>> begin

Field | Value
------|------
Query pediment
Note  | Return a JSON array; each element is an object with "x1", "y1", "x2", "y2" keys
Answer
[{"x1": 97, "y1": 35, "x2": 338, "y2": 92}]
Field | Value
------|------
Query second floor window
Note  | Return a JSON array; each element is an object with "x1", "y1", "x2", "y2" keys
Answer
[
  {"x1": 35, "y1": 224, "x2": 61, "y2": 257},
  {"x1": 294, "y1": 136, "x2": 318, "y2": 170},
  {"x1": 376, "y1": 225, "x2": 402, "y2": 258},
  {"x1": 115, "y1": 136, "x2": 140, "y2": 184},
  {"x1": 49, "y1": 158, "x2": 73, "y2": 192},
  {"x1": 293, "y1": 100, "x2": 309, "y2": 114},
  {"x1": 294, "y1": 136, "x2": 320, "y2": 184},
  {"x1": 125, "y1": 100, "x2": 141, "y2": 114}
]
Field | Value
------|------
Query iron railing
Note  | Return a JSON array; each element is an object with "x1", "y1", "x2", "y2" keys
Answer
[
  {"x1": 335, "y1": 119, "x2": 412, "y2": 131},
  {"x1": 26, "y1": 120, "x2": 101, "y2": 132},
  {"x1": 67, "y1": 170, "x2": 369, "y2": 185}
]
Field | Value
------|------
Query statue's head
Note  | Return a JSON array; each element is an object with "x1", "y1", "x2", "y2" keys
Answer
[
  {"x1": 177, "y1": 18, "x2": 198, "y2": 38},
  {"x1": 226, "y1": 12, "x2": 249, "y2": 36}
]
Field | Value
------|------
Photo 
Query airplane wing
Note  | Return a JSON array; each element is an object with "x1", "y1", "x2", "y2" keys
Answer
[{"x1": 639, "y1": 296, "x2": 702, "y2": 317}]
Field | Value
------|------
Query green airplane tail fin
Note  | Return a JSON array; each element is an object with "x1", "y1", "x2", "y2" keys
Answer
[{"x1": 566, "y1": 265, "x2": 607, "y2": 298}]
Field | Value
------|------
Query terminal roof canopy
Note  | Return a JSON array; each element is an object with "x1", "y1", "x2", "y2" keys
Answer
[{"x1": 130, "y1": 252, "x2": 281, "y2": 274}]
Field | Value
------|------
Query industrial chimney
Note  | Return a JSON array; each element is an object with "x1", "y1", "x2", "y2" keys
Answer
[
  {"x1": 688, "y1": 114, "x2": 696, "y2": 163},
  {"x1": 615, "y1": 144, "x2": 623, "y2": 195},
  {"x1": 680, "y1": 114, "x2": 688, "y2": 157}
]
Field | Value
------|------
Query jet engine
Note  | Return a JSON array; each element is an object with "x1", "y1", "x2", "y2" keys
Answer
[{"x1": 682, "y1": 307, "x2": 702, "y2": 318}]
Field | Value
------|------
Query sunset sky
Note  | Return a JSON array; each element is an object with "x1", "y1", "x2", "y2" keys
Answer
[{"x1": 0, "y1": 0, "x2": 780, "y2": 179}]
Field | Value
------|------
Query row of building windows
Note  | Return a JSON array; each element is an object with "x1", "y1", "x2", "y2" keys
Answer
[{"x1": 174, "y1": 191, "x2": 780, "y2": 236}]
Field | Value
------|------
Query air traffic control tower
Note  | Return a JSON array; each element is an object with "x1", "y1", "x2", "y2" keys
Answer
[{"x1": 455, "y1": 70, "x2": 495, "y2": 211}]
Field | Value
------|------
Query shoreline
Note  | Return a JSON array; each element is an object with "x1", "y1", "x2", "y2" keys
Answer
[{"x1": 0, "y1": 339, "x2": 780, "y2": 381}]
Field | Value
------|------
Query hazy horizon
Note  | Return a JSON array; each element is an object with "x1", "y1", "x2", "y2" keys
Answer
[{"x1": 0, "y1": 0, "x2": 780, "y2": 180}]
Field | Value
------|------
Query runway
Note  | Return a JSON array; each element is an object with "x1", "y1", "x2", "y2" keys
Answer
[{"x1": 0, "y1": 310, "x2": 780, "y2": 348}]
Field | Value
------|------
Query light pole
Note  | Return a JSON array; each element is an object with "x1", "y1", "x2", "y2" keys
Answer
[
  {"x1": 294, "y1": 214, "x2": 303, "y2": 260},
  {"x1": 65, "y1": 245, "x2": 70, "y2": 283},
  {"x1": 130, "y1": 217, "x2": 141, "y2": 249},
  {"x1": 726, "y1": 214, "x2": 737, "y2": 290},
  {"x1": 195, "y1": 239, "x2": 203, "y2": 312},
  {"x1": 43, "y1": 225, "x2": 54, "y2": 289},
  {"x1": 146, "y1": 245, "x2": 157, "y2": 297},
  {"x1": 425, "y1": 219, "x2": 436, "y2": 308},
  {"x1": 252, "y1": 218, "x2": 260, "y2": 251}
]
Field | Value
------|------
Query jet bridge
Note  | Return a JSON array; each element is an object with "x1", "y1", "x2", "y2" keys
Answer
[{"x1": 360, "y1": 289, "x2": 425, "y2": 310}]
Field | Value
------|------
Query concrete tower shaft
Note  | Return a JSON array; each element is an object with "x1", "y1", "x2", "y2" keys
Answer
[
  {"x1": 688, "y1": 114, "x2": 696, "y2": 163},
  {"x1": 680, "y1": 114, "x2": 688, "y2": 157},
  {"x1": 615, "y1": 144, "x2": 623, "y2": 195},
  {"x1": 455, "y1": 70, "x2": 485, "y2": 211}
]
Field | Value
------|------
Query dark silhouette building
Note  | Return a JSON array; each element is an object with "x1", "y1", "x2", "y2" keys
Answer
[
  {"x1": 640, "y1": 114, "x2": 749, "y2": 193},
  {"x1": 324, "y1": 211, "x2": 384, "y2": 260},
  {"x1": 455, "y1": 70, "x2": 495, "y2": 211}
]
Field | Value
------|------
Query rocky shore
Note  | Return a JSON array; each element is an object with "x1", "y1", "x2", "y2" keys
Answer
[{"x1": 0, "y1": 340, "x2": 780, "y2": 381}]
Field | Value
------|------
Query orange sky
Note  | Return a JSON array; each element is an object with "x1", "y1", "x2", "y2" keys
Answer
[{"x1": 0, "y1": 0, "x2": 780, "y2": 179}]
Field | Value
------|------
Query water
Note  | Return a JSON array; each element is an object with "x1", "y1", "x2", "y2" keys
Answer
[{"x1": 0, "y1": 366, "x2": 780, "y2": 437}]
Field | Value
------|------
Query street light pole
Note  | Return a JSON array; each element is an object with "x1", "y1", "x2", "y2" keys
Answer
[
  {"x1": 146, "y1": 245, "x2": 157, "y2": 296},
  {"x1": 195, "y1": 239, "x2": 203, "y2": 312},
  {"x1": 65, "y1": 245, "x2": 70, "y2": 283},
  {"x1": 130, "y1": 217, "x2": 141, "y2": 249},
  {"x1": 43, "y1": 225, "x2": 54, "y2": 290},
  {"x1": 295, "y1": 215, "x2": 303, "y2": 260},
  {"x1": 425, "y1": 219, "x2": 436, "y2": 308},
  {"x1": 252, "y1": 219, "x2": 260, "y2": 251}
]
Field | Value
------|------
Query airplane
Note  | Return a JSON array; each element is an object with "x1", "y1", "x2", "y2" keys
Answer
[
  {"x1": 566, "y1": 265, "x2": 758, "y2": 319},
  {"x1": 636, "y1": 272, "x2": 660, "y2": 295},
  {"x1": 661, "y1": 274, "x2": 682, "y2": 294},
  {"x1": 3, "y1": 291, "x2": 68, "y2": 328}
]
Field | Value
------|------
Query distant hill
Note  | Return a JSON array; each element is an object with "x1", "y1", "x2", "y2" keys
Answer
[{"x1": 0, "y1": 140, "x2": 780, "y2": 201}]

>> end

From the listing above, return every line that contains the string "airplane", matching case exactly.

(Solution for this exercise):
Query airplane wing
Query green airplane tail fin
Query airplane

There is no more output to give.